● Text to read:

━━━━━━━━

Cork South Central FF1 FG2 Lab 2
It is difficult to see any other outcome other than that predicted. Lynch(Lab) is extremely prominent. If Labour does not organise an even split of votes between two candidates on first count, the second seat could escape. Prediction Agreed.
Cork South West 1 1 1
If Michael McCarthy doesn’t win back Michael Pat Murphy’s seat for Labour this time, he will never make it! Prediction Agreed
Donegal North East FF1 FG1 SF1
Donegal South West FF1 FG1 SF1
When Neil Blaney(Junior) was independent FF, Fianna Fail had effectively five of the 6 seats in Co Donegal and won 4 in last election. Sinn Fein should get a seat in each constituency next time. FF reduced to 2 seats in Co Donegal-there really is something happening out there!! Prediction Agreed.

━━━━━━━━

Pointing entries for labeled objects
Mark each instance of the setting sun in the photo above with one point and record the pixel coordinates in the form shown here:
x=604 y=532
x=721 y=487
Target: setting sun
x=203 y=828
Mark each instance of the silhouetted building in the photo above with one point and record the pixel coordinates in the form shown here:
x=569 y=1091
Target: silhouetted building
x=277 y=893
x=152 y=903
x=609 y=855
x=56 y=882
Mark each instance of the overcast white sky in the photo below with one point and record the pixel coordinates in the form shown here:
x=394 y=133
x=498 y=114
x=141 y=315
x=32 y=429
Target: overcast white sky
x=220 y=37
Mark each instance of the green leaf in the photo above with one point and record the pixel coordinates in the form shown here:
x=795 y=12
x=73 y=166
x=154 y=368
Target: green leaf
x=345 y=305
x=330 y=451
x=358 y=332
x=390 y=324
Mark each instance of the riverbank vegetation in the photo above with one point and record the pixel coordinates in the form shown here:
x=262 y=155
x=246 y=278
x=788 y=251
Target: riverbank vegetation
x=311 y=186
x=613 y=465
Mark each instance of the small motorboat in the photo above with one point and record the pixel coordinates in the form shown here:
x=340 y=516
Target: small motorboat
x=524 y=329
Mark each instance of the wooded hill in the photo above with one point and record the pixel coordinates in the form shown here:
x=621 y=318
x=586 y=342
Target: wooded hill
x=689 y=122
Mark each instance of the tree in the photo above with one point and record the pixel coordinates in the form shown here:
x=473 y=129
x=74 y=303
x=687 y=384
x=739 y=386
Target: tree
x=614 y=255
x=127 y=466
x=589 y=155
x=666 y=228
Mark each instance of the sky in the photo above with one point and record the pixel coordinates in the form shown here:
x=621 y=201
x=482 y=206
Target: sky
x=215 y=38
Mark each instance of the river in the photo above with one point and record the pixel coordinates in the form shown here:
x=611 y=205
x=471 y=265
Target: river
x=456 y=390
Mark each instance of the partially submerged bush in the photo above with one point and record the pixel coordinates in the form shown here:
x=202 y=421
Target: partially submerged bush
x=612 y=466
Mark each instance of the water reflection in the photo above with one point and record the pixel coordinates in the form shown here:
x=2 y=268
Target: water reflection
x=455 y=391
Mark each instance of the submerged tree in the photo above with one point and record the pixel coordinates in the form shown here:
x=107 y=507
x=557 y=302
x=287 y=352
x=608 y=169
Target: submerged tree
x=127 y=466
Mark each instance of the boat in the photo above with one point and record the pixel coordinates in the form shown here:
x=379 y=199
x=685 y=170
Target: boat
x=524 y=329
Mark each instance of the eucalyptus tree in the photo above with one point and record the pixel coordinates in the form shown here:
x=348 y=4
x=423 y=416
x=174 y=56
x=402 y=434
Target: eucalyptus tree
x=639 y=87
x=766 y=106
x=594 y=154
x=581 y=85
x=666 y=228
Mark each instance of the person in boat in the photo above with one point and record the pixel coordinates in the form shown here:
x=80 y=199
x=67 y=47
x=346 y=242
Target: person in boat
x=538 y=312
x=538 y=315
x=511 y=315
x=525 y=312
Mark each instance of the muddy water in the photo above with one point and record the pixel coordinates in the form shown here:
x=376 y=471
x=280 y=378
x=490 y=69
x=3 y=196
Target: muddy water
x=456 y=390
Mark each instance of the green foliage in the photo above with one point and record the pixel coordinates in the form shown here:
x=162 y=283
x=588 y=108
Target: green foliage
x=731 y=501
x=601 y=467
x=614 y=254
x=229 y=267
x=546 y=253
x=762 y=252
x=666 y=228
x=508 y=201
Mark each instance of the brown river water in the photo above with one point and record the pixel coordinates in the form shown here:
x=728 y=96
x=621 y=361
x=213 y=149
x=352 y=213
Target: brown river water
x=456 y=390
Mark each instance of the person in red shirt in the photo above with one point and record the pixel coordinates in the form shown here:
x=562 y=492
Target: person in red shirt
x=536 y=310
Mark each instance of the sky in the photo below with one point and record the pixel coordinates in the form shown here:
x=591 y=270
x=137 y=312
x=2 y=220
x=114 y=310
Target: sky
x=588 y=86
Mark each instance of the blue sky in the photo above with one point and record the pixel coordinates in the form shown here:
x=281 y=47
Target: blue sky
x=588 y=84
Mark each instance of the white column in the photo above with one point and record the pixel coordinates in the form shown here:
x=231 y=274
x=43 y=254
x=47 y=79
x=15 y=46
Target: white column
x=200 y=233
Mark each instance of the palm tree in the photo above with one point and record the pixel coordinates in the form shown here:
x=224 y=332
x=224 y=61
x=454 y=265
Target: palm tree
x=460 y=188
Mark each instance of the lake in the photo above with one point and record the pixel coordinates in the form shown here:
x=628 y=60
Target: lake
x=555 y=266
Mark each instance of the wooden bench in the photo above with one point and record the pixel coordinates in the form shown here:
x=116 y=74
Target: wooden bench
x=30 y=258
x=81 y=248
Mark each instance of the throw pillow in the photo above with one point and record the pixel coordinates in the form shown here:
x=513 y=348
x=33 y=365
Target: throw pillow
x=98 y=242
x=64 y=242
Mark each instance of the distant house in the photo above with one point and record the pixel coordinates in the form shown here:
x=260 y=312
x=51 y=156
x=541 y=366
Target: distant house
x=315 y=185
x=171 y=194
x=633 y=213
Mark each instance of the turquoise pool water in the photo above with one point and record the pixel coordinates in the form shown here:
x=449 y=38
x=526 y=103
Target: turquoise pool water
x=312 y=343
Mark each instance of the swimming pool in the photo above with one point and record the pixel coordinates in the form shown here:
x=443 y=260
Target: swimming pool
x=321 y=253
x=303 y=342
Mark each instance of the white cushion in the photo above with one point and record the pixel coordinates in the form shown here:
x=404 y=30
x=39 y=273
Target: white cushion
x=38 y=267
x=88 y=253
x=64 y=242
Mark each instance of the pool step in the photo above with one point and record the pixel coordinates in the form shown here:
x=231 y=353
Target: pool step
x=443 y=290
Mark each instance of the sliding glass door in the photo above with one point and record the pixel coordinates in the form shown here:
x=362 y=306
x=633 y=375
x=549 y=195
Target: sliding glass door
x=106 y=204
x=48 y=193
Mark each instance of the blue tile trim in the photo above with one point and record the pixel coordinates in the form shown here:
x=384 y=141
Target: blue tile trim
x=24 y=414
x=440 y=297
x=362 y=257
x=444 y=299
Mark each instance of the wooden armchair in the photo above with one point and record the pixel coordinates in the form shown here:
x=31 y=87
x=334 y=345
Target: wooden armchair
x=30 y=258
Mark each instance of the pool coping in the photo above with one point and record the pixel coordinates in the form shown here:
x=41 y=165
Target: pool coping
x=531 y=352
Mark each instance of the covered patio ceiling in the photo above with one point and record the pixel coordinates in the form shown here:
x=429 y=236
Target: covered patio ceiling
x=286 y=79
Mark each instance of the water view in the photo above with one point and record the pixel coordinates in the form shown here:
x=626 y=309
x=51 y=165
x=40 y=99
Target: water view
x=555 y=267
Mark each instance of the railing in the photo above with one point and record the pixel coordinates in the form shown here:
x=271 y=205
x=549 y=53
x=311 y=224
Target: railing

━━━━━━━━

● Exercise requirements:
a. Decide whether each statement agrees with the election-prediction text, answering yes or no and quoting the words of the text that settle it.
(i) The text warns that Labour could miss out on a second seat in Cork South Central if it does not split its first-count vote evenly between two candidates.
(ii) The text expects Sinn Fein to win a seat in only one of the two Donegal constituencies.
(iii) According to the text, Fianna Fail won four seats in Co Donegal in the last election.
b. Write the next part of the election-prediction text, beginning after its final line.
The listing comes from a separate source, unrelated to the election-prediction text.

● Responses to the exercise:
a.
(i) Yes: "If Labour does not organise an even split of votes between two candidates on first count, the second seat could escape."
(ii) No: "Sinn Fein should get a seat in each constituency next time."
(iii) Yes: "won 4 in last election"

b.
You are away off in Nt.Kerry-Wst. Limerick. Ferris has lost 1,000 votes to St.Kerry and there is nothing coming from Wst. Limerick. His core vote from GE 2007is slightly under 7,000 Votes(16.66% of a Quota)Given 8% over Munster in the MRBI Poll, 10 of the 13 Constituencies SF would be on 4%, giving 21% in the 3 others at best and in my estimates some of the 10 would be greater than 4%. Therefore Ferris is unlikely to achieve 21% on first count and also his present vote is already 80% belonging to FF. The only constituency that Labour will win 2 Seats in Munster is Cork Nt Central with FG 1, FF 1. No SF seat
As I state, the nature of the exercise is such that constituency boundary changes cannot be adequately accounted for. But just to answer this question, I will asses the impact in relation to Kerry North.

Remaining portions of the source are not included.